Aim of the task: Count how many lines in the records below contain the string "puppy", treating uppercase and lowercase as different, and reply with that number only.

Records for this task:

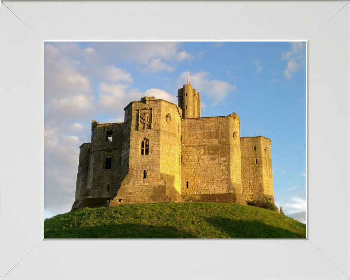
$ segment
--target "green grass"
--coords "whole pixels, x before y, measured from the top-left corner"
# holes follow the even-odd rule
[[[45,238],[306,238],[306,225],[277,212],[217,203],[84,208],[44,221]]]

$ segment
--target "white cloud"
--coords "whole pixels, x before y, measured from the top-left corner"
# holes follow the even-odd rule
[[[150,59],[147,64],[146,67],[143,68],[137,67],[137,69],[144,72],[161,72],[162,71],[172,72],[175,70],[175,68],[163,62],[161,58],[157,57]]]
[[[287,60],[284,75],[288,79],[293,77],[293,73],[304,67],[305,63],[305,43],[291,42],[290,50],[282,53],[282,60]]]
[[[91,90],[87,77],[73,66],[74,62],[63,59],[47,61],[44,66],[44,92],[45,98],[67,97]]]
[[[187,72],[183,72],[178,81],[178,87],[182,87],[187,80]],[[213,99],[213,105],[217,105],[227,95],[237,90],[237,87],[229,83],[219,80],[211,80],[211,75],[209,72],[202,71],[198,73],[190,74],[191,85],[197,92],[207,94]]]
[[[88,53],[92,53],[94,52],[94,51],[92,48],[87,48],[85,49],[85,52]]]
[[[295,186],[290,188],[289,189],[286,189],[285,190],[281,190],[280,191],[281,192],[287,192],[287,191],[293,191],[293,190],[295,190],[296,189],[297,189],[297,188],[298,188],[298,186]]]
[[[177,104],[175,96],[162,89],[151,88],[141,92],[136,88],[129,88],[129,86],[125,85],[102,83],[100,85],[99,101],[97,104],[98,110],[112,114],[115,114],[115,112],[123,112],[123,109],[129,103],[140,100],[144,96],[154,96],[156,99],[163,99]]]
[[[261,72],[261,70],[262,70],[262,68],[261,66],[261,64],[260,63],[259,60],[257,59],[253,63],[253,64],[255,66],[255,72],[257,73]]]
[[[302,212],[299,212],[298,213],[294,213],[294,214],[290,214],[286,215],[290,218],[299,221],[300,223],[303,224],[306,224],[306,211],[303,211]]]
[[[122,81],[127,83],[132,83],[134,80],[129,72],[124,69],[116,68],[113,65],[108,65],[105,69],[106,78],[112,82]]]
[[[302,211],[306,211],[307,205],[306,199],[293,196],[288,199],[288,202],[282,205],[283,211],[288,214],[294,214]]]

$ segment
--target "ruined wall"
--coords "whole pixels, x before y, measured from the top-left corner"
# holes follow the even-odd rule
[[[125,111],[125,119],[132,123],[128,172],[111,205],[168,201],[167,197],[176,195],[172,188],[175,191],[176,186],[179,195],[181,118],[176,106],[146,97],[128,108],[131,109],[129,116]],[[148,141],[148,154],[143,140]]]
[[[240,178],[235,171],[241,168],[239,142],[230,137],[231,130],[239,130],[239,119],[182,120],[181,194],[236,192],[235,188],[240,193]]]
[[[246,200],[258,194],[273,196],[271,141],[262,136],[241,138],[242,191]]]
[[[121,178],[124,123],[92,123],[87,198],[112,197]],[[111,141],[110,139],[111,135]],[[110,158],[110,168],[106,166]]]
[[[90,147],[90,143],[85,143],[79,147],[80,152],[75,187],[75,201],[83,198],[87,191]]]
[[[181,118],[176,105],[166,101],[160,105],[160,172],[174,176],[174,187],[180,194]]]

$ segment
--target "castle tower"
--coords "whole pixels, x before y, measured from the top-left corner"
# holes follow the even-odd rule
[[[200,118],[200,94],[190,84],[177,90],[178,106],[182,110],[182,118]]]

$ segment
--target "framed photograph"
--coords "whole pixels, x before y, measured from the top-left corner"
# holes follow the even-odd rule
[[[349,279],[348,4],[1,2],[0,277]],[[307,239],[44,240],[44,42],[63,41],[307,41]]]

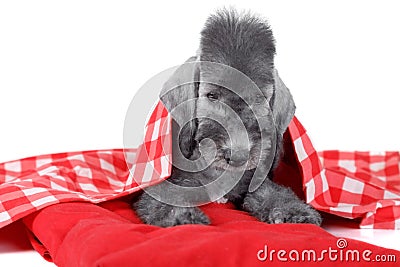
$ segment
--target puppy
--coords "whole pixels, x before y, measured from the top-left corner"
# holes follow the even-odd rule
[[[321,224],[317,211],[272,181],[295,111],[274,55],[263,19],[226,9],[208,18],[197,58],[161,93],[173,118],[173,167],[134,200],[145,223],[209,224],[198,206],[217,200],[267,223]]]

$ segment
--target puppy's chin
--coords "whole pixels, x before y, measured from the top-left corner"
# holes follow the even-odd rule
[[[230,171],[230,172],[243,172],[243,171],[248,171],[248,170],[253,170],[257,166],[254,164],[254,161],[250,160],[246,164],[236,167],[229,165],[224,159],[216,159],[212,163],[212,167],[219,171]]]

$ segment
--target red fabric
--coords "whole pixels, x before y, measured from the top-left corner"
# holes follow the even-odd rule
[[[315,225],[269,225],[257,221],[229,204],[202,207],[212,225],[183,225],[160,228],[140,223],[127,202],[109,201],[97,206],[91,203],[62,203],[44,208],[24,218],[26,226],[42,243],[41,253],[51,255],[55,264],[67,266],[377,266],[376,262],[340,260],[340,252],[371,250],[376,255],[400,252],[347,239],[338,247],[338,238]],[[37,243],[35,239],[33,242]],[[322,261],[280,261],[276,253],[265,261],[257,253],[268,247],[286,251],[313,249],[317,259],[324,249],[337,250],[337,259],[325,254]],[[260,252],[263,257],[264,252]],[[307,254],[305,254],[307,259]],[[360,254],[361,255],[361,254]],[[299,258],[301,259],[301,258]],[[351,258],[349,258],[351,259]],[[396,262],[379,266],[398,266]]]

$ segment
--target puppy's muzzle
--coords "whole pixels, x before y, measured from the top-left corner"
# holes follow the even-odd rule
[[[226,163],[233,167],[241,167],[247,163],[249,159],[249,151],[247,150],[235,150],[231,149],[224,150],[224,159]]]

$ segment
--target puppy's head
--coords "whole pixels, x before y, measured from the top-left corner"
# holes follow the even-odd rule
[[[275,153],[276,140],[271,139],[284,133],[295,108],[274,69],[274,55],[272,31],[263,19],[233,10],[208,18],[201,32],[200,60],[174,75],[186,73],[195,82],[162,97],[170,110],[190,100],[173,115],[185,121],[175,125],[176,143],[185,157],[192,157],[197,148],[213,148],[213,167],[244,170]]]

Written response: 4